**What is being asked**
From the line that has "locate blurred vegetation" down to the final line of the listing below, transcribe every line exactly, and only those.

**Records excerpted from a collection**
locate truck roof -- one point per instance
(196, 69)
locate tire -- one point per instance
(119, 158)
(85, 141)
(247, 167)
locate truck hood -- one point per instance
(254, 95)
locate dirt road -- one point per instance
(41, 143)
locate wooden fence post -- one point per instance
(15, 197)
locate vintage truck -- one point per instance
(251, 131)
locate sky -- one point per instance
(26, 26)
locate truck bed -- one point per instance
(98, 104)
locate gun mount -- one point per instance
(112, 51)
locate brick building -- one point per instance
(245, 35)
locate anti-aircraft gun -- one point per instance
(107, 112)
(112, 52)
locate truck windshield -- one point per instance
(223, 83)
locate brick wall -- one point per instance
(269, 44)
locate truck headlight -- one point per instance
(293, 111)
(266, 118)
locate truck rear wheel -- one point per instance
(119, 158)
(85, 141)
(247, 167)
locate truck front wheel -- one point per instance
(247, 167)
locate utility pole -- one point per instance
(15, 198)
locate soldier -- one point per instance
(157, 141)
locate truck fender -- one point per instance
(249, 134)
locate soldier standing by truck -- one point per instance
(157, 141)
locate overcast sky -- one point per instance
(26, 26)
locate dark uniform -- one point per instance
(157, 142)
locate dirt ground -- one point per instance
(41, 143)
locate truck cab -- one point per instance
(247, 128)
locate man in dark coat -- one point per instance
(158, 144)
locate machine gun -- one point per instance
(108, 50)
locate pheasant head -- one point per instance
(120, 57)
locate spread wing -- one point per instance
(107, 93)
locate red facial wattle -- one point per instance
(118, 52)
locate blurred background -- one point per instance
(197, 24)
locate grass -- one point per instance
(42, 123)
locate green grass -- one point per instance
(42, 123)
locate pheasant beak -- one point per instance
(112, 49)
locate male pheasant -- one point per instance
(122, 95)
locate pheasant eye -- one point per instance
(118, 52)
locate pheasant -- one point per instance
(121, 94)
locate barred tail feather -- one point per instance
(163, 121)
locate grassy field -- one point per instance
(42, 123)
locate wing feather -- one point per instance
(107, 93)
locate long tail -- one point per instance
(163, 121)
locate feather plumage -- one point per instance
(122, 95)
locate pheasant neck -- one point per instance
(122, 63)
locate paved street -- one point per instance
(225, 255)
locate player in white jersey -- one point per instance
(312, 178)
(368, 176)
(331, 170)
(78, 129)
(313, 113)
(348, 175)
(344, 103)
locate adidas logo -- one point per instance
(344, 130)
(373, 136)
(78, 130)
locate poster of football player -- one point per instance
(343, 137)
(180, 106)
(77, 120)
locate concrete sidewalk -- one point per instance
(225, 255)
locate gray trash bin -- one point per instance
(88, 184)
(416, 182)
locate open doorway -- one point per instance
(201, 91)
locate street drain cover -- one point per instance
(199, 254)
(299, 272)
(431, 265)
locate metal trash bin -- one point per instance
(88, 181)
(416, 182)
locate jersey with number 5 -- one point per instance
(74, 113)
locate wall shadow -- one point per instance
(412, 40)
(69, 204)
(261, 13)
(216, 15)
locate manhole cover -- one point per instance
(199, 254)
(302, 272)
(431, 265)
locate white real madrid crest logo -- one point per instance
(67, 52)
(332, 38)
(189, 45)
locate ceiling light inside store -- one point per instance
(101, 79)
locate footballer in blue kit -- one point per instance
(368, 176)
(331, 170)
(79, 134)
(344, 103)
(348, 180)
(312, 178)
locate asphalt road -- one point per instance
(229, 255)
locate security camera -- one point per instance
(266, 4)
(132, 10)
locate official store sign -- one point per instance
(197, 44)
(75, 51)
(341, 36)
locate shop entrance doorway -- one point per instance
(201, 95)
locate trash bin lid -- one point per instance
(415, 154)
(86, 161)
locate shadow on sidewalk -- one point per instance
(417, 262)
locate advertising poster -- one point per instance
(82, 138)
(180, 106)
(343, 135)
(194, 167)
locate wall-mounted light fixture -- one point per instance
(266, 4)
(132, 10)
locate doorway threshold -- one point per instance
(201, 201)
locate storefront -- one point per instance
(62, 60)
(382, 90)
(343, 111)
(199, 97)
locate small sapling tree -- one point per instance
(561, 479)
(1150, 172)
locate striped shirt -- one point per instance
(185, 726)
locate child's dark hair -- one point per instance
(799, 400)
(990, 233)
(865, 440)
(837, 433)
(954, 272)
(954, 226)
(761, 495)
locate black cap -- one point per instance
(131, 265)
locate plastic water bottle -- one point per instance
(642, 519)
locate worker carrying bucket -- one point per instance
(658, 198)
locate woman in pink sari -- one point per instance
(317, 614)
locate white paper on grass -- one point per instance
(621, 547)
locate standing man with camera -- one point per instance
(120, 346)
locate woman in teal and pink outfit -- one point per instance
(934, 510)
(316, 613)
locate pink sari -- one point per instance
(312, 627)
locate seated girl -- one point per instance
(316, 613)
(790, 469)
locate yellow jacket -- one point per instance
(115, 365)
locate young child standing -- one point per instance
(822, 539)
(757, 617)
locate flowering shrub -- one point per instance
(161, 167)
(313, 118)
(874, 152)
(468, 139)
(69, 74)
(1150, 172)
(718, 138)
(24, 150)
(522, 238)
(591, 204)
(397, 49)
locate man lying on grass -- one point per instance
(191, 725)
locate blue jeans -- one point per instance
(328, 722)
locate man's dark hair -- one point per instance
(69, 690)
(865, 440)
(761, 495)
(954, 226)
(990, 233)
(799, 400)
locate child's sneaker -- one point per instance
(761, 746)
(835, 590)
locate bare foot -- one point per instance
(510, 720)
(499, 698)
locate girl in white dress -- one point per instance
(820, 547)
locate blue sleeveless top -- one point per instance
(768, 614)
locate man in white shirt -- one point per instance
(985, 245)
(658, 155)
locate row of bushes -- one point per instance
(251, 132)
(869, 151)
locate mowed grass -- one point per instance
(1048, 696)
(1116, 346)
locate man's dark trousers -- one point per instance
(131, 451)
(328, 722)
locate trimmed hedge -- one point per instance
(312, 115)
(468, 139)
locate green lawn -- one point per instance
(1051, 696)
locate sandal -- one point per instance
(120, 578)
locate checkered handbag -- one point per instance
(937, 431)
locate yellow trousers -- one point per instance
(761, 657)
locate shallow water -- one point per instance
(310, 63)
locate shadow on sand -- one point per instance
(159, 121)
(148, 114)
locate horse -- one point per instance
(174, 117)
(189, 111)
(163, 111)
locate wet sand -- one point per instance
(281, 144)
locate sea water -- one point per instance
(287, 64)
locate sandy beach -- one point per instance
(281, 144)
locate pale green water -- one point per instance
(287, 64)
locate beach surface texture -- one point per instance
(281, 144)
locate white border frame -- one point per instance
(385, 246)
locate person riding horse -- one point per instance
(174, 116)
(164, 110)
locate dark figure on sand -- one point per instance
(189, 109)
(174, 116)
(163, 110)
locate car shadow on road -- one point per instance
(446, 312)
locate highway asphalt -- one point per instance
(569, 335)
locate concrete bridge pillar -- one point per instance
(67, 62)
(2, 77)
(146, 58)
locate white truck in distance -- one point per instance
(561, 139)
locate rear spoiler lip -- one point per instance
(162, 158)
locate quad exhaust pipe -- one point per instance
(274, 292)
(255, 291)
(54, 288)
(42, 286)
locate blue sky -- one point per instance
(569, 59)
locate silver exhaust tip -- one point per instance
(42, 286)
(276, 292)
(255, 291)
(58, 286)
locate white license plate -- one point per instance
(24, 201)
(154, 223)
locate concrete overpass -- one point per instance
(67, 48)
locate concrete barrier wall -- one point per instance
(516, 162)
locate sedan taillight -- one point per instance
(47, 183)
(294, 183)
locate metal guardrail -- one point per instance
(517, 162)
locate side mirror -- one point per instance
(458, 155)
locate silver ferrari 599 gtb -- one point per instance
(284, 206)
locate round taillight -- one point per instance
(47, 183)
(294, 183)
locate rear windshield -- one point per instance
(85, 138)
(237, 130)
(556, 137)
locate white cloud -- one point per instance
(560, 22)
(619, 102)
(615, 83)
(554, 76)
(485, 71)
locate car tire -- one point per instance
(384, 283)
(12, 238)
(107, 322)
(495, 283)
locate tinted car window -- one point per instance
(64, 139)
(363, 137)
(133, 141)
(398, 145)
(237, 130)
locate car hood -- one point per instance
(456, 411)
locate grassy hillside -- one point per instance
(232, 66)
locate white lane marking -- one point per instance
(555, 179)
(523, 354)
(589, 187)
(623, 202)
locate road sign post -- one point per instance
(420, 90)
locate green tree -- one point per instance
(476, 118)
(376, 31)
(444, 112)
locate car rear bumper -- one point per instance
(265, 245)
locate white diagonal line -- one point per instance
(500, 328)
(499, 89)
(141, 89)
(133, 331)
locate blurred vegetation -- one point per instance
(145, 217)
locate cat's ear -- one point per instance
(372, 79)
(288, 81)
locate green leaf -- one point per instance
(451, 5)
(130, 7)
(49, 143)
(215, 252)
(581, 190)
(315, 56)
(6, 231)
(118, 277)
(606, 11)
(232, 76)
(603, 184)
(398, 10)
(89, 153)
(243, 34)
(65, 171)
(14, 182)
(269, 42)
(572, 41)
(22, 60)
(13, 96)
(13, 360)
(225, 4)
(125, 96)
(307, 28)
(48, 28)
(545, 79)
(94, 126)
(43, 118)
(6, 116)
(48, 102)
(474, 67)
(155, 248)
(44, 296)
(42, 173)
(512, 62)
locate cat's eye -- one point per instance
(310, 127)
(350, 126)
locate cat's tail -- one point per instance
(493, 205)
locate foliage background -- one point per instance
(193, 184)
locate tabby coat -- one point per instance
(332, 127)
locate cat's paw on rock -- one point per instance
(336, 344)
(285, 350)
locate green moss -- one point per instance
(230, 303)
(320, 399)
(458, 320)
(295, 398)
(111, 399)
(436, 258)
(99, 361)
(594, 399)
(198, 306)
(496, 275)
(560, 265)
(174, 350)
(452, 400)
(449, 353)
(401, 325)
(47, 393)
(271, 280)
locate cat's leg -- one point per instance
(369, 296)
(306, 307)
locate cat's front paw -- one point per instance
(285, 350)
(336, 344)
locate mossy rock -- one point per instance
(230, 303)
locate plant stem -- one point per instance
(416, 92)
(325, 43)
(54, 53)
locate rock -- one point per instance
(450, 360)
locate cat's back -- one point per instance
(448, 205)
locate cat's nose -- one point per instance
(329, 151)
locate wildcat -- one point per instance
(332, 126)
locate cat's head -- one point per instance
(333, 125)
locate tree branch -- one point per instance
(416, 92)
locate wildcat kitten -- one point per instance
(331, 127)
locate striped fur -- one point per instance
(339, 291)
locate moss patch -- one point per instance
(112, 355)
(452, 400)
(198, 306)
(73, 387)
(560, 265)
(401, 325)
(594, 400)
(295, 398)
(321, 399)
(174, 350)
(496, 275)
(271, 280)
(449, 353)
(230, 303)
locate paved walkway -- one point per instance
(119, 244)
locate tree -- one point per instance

**Response to this task**
locate blurred vegetation -- one point per instance
(145, 217)
locate cat's ear -- one point per instance
(372, 79)
(288, 81)
locate green leaf -- one point per instance
(451, 5)
(130, 7)
(49, 143)
(215, 252)
(581, 190)
(315, 56)
(6, 231)
(118, 277)
(606, 11)
(232, 76)
(603, 184)
(398, 10)
(89, 153)
(243, 34)
(65, 171)
(14, 182)
(269, 42)
(572, 41)
(22, 60)
(13, 96)
(13, 360)
(225, 4)
(125, 96)
(307, 28)
(48, 28)
(545, 79)
(94, 126)
(43, 118)
(6, 116)
(48, 102)
(474, 67)
(155, 248)
(44, 296)
(42, 173)
(512, 62)
locate cat's eye -- one point per instance
(310, 127)
(350, 126)
locate cat's tail -- one point per instance
(493, 205)
locate foliage background -- one point per instance
(193, 184)
locate tabby coat -- one point per instance
(332, 127)
locate cat's paw on rock -- one point per instance
(336, 344)
(285, 350)
locate green moss -- one point per instance
(230, 303)
(320, 399)
(458, 320)
(295, 398)
(111, 399)
(436, 258)
(99, 361)
(594, 399)
(198, 306)
(496, 275)
(560, 265)
(174, 350)
(452, 400)
(449, 353)
(401, 325)
(47, 393)
(271, 280)
locate cat's leg -- one point per instance
(369, 296)
(306, 307)
locate cat's front paw -- one point per instance
(285, 350)
(336, 344)
locate mossy rock -- one point per instance
(230, 303)
locate plant stem -- one point per instance
(416, 92)
(325, 43)
(54, 53)
locate rock -- one point per instance
(450, 360)
locate cat's back -- one point per instance
(448, 205)
locate cat's nose -- one point per instance
(329, 151)
locate wildcat -- one point per instance
(332, 126)
locate cat's head -- one point per instance
(333, 125)
locate tree branch -- one point per instance
(416, 92)
locate wildcat kitten -- one point per instance
(331, 127)
locate striped fur -- one point per instance
(339, 291)
locate moss patch -- one point per instance
(112, 355)
(452, 400)
(198, 306)
(73, 387)
(560, 265)
(401, 325)
(594, 400)
(295, 398)
(321, 399)
(174, 350)
(496, 275)
(271, 280)
(449, 353)
(230, 303)
locate paved walkway -- one point per instance
(119, 244)
locate tree -- one point per instance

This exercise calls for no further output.